**** GIVEN DATA ****

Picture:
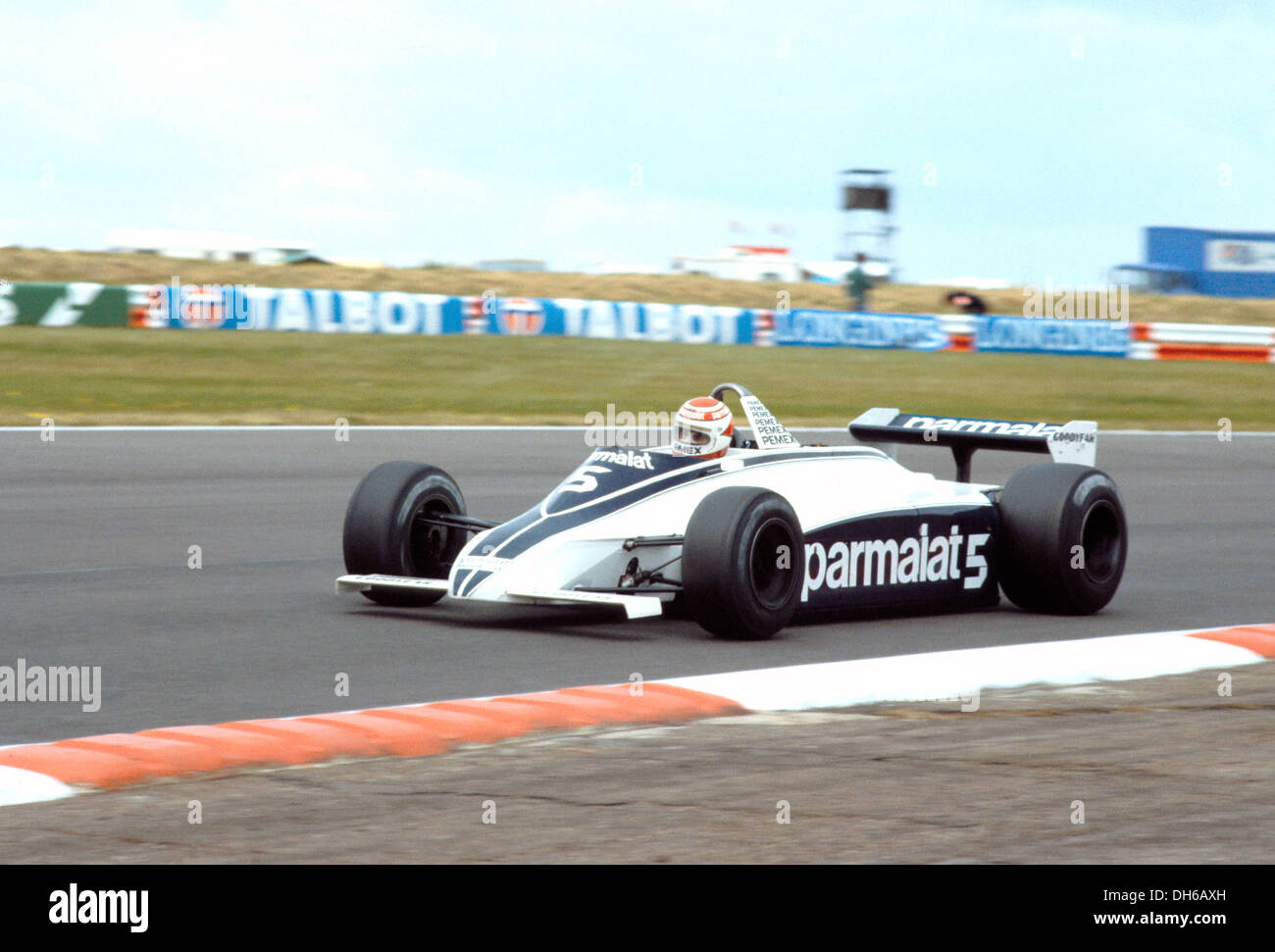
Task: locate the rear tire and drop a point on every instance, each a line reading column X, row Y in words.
column 742, row 561
column 383, row 536
column 1063, row 539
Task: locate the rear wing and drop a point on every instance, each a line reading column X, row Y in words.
column 1066, row 442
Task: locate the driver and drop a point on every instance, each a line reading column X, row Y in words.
column 702, row 427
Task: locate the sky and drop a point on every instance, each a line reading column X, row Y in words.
column 1028, row 141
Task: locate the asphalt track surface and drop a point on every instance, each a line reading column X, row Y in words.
column 96, row 530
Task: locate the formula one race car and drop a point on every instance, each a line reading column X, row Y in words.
column 770, row 529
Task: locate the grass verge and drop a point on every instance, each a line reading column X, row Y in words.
column 42, row 266
column 103, row 376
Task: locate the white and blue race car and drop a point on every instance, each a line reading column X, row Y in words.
column 770, row 530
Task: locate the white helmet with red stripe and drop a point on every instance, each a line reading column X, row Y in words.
column 702, row 428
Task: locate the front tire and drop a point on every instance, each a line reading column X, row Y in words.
column 742, row 557
column 383, row 534
column 1063, row 539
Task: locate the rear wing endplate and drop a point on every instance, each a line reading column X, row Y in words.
column 1066, row 442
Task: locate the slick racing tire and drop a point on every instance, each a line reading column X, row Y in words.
column 1063, row 539
column 742, row 562
column 383, row 534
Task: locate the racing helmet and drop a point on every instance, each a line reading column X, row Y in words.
column 702, row 427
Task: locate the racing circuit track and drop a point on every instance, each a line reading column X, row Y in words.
column 97, row 527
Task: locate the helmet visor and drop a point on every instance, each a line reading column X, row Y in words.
column 684, row 433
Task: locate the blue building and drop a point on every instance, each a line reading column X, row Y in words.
column 1201, row 262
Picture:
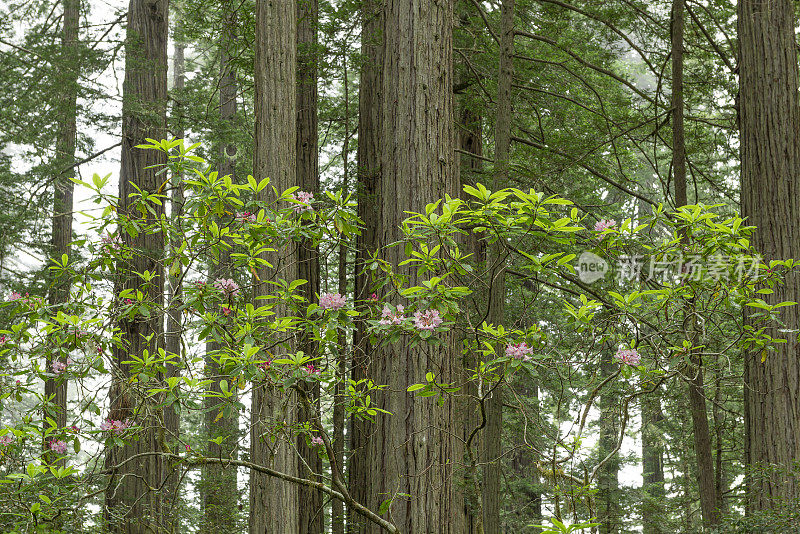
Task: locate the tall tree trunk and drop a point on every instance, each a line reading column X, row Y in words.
column 413, row 451
column 337, row 507
column 55, row 389
column 769, row 120
column 367, row 158
column 493, row 438
column 311, row 503
column 470, row 170
column 608, row 511
column 174, row 329
column 131, row 507
column 697, row 399
column 274, row 503
column 221, row 419
column 653, row 490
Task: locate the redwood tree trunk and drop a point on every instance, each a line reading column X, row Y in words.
column 221, row 419
column 608, row 510
column 311, row 502
column 493, row 439
column 413, row 451
column 55, row 389
column 174, row 329
column 769, row 119
column 367, row 159
column 697, row 399
column 131, row 507
column 653, row 490
column 274, row 503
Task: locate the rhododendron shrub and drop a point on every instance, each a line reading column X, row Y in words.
column 541, row 235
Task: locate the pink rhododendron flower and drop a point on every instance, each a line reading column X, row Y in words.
column 392, row 317
column 59, row 366
column 111, row 242
column 304, row 198
column 246, row 217
column 629, row 356
column 520, row 351
column 603, row 225
column 427, row 320
column 227, row 286
column 116, row 426
column 331, row 301
column 58, row 446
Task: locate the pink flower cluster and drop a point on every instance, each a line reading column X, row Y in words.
column 27, row 299
column 519, row 351
column 116, row 426
column 246, row 217
column 304, row 198
column 56, row 445
column 392, row 317
column 603, row 225
column 331, row 301
column 227, row 286
column 427, row 320
column 629, row 356
column 59, row 366
column 111, row 242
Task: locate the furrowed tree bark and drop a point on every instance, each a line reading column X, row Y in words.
column 608, row 510
column 769, row 121
column 653, row 490
column 470, row 172
column 413, row 450
column 130, row 505
column 697, row 399
column 174, row 328
column 274, row 503
column 493, row 438
column 337, row 506
column 55, row 389
column 311, row 499
column 370, row 122
column 221, row 419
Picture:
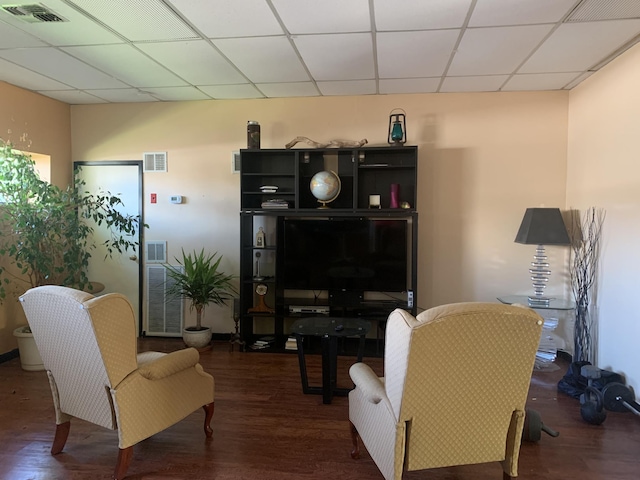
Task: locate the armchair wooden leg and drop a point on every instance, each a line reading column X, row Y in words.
column 124, row 459
column 62, row 433
column 208, row 410
column 355, row 453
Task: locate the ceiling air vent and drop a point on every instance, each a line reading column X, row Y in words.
column 33, row 13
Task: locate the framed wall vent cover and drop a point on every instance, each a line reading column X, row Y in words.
column 156, row 251
column 164, row 314
column 155, row 161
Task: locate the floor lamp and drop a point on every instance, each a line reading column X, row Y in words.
column 541, row 226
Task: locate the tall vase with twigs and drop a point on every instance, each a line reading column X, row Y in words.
column 585, row 231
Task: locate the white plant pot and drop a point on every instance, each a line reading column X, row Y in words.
column 29, row 355
column 197, row 338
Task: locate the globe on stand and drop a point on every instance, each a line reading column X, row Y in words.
column 325, row 186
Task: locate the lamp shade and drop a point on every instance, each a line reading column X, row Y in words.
column 543, row 226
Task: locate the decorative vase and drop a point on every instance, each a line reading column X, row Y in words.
column 30, row 359
column 395, row 194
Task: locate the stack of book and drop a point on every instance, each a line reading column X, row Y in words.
column 268, row 189
column 275, row 203
column 262, row 343
column 291, row 344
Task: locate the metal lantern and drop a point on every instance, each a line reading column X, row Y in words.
column 397, row 128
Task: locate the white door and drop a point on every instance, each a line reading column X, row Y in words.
column 122, row 272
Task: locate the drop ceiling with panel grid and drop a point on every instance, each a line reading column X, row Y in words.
column 99, row 51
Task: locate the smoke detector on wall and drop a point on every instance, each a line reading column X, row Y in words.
column 33, row 13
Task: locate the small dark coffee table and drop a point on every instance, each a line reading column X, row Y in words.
column 330, row 329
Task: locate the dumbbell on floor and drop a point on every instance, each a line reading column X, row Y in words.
column 619, row 398
column 592, row 401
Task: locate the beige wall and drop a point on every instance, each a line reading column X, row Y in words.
column 483, row 158
column 604, row 171
column 41, row 125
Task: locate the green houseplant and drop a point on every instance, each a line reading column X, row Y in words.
column 198, row 279
column 45, row 238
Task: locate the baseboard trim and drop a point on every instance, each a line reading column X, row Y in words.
column 5, row 357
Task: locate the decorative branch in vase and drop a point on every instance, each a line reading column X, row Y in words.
column 585, row 232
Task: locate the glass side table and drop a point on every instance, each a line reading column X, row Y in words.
column 549, row 341
column 553, row 304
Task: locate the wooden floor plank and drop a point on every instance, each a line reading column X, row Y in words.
column 265, row 428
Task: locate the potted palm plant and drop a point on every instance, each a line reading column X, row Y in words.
column 45, row 239
column 198, row 279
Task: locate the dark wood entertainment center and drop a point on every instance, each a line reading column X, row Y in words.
column 266, row 307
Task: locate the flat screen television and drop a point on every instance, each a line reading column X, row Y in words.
column 345, row 254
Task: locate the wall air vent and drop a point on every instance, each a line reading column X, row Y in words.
column 156, row 251
column 33, row 13
column 155, row 161
column 164, row 314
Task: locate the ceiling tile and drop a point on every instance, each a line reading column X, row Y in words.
column 124, row 17
column 231, row 91
column 119, row 95
column 414, row 54
column 539, row 81
column 222, row 18
column 264, row 60
column 296, row 89
column 575, row 47
column 420, row 15
column 79, row 30
column 127, row 64
column 409, row 85
column 488, row 83
column 347, row 56
column 173, row 94
column 195, row 61
column 59, row 66
column 578, row 79
column 348, row 87
column 73, row 97
column 327, row 16
column 17, row 75
column 485, row 51
column 526, row 12
column 14, row 37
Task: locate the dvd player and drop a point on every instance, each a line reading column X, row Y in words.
column 314, row 309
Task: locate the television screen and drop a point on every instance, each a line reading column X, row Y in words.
column 347, row 254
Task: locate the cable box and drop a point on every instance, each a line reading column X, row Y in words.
column 313, row 309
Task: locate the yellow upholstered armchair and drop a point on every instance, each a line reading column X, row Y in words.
column 89, row 348
column 454, row 389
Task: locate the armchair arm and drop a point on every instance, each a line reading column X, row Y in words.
column 169, row 364
column 371, row 386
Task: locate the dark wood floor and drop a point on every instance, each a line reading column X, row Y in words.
column 265, row 428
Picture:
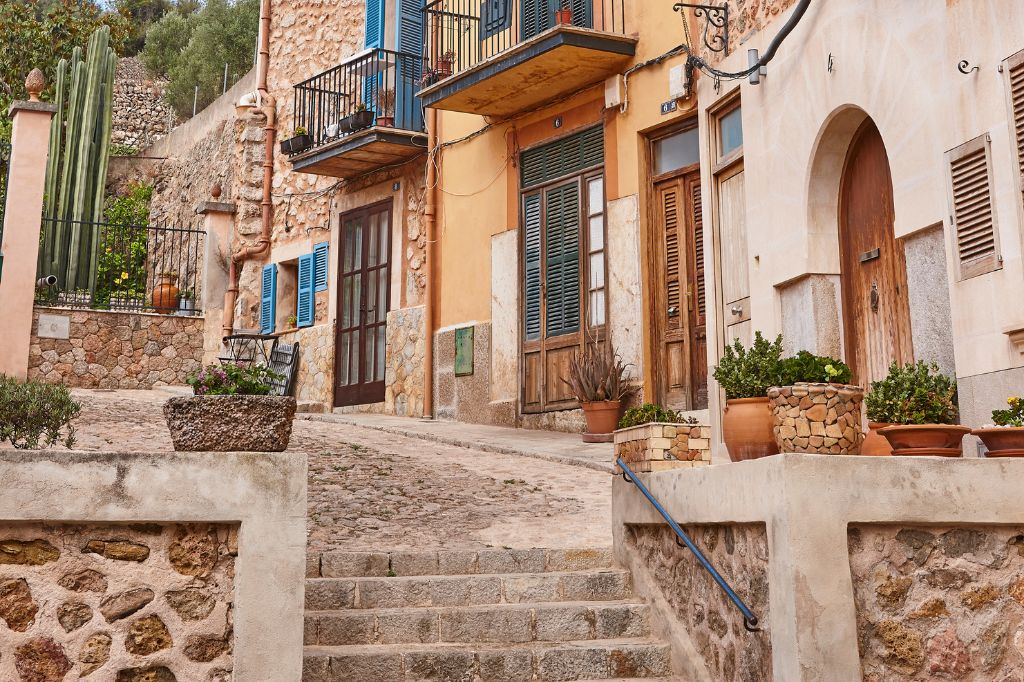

****

> _PROBLEM DESCRIPTION_
Starting at the line that contains "Task: locate the beige" and ending at the line that contains "column 5, row 357", write those lines out again, switching "houseplant" to "potted plant" and leaving everything else unchanged.

> _TASK RESULT_
Task: locate the beige wall and drop a point on every instance, each a line reading column X, row Y in words.
column 483, row 158
column 604, row 171
column 41, row 125
Task: locate the green potted plant and drop a point on every instance, each a line reading column X, row Y in words.
column 198, row 279
column 45, row 238
Task: locate the baseboard trim and drop a point on every instance, each a line reading column X, row Y in words.
column 5, row 357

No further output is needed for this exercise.